EXERCISE INSTRUCTIONS –
**a)** In the case study on violence on TV, how many telephone survey responses have been compiled?
**b)** Retype the passage of the case study on violence on TV between "13. Violence on" and "the recent callers.", inclusive.

EXTRACT PROVIDED: Begin

2. Devise a weighted index of all seven lifestyle variables. The weighted index is to serve as an overall or composite measure of healthy lifestyles. Apply your weight to the states of Minnesota, Florida, and California as an example of what your weighted index shows.
3. Discuss any noteworthy limitations of the survey or data set.
13. Violence on TV
As the general manager of KTDS, the NBC affiliate in Tidusville, Oklahoma, Chris has a range of responsibilities that include programming, personnel, advertising, and public relations. His least favorite activity is responding to customer complaints. Unfortunately, there’s been an unusually large number of complaints in the past few months from viewers and advertisers alike.

Most of the recent comments are objections to the level of violence on KTDS programs. Chris is sensitive to this issue because he has observed a gradual increase in violence on TV over the past 20 years. Chris really prefers the old-time movies in which dirty deeds were neatly sanitized and violent crimes occurred behind the scenes. He is sympathetic to the recent callers.

Nonetheless, he’s in a tight spot. Chris knows that small, vocal groups do not necessarily represent the population at large. People who feel strongly about an issue are likely to speak out, while those who are content tend to remain silent. While the recent callers have denounced the level of violence on KTDS shows, Chris knows he must understand and serve all of the KTDS viewers.

Chris has a suspicion about the source of the recent calls. Four months ago, a flamboyant politician announced his candidacy for mayor. This candidate has received a great deal of air time on the local news due, in part, to his impassioned outbursts. Some people love him, others despise him, but almost everyone tunes in to the evening news in hopes of catching the latest controversy. One continuing theme of his platform is violence in America in general and violence on KTDS in particular. Over the past four months, the candidate has suggested that those opposed to violence in the media “let their voices be heard.” Chris suspects that this fellow has inspired a large portion of the recent complaints to KTDS.

Chris needs to sort all of this out. To understand the views of all KTDS patrons, he has commissioned you to undertake an opinion poll. A survey has been designed, and 94 telephone survey responses have been compiled. The results of the survey reside in the file named VIOLENCE on the accompanying CD and the actual survey included in this case. You’ll need a copy of the survey to understand the numerical codings in the data set.

EXTRACT PROVIDED: End
DATA TO EXAMINE: Begin

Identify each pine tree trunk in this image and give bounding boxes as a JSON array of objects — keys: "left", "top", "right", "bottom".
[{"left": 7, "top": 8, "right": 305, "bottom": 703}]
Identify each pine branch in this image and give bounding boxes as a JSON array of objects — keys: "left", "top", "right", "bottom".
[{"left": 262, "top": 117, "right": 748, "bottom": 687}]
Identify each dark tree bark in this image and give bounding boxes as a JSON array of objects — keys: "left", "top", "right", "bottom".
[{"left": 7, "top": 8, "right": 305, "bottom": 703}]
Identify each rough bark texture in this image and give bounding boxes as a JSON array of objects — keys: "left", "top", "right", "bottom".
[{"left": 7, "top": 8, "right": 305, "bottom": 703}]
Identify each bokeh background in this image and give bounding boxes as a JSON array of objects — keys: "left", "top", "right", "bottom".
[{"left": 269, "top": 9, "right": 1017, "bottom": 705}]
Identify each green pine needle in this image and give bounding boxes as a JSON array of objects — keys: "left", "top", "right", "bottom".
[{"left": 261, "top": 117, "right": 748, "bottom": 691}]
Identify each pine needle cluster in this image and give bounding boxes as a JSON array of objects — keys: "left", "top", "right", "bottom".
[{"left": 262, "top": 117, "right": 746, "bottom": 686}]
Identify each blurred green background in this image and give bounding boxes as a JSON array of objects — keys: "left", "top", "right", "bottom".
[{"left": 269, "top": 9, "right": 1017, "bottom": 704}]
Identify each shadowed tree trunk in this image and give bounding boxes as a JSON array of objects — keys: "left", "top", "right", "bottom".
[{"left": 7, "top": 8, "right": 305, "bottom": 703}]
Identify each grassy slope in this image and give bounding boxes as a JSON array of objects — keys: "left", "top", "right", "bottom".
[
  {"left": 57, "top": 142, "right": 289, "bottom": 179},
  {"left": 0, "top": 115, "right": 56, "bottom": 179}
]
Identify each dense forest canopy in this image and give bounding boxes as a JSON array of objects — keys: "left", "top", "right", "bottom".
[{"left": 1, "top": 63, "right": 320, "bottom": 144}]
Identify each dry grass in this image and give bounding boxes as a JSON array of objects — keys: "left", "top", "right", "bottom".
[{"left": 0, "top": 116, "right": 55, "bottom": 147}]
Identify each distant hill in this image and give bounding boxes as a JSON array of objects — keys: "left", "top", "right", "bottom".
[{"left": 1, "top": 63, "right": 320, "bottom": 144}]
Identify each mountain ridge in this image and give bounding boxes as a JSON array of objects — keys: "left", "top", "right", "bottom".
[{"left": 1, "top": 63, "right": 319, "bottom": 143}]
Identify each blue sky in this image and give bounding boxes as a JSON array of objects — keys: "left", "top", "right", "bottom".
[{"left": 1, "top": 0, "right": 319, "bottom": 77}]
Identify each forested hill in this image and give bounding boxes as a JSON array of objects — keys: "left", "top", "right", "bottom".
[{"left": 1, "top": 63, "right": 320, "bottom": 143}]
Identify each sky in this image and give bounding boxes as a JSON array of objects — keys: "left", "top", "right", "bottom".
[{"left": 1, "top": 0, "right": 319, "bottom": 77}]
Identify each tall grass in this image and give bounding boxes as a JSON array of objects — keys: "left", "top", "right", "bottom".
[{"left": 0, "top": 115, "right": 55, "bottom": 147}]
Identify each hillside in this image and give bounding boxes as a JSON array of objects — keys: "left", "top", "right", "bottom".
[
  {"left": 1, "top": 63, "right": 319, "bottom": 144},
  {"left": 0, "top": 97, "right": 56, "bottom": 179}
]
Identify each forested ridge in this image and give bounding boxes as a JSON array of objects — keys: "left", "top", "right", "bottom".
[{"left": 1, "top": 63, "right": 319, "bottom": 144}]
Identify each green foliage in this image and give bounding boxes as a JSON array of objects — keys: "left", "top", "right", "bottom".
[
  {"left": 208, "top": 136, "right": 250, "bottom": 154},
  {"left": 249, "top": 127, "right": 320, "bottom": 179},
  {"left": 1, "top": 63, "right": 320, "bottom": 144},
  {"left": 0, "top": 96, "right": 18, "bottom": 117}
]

DATA TO EXAMINE: End

ANSWERS –
**a)** 94

**b)**
13. Violence on TV
As the general manager of KTDS, the NBC affiliate in Tidusville, Oklahoma, Chris has a range of responsibilities that include programming, personnel, advertising, and public relations. His least favorite activity is responding to customer complaints. Unfortunately, there’s been an unusually large number of complaints in the past few months from viewers and advertisers alike.

Most of the recent comments are objections to the level of violence on KTDS programs. Chris is sensitive to this issue because he has observed a gradual increase in violence on TV over the past 20 years. Chris really prefers the old-time movies in which dirty deeds were neatly sanitized and violent crimes occurred behind the scenes. He is sympathetic to the recent callers.